===== DATA EXTRACT =====
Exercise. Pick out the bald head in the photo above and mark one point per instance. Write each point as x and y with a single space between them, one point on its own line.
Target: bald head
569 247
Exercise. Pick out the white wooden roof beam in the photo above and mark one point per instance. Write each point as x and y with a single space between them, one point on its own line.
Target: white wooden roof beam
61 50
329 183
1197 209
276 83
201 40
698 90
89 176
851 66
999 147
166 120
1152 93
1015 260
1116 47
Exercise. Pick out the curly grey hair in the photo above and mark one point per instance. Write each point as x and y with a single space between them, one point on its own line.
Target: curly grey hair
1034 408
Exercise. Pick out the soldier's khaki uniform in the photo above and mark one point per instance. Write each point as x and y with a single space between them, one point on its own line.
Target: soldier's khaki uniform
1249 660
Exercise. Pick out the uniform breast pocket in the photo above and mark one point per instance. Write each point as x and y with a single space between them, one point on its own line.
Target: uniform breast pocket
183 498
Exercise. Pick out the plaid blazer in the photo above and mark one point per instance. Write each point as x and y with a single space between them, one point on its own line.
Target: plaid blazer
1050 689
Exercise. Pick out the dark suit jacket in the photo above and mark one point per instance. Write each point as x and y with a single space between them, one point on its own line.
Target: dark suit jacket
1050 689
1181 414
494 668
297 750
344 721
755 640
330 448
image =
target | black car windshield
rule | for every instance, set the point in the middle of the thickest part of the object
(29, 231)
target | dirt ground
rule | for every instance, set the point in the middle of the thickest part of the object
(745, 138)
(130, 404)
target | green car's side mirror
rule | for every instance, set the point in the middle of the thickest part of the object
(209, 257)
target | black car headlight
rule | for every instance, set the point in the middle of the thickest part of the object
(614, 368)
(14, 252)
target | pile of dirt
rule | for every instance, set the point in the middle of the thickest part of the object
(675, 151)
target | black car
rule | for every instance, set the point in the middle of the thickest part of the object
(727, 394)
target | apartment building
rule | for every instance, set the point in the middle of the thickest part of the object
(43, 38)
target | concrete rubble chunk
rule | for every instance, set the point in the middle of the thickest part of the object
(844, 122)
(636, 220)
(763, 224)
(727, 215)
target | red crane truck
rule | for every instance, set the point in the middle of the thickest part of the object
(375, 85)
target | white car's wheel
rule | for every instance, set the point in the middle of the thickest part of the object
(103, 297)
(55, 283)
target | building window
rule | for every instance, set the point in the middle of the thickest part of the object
=====
PROMPT: Recast the part of the material that opens with the line containing "target | pile of dirt" and runs through the end of the material as a numbered list, omitting any blank lines. Include only those lines.

CORRECT OUTPUT:
1. target | pile of dirt
2. rule | for every instance, set the point in the middle of the thickest part of the object
3. (675, 151)
4. target | black car
5. rule | for every instance, set the point in the middle of the thickest part of the object
6. (727, 394)
7. target | apartment building
8. rule | for every instance, set the point in the middle of the thickest part of the object
9. (43, 38)
10. target | concrete rubble chunk
11. rule | for every instance, set the point in the middle of the thickest part of the object
12. (844, 122)
13. (636, 220)
14. (763, 224)
15. (727, 215)
16. target | red crane truck
17. rule | for every instance, set the point in the middle of the thickest part of the object
18. (375, 85)
19. target | white car's wheel
20. rule | for every instance, set the point in the middle of the thickest part of the object
21. (103, 297)
22. (55, 283)
23. target | building window
24. rule | for every instance, set the point in the middle of the thickest part of the object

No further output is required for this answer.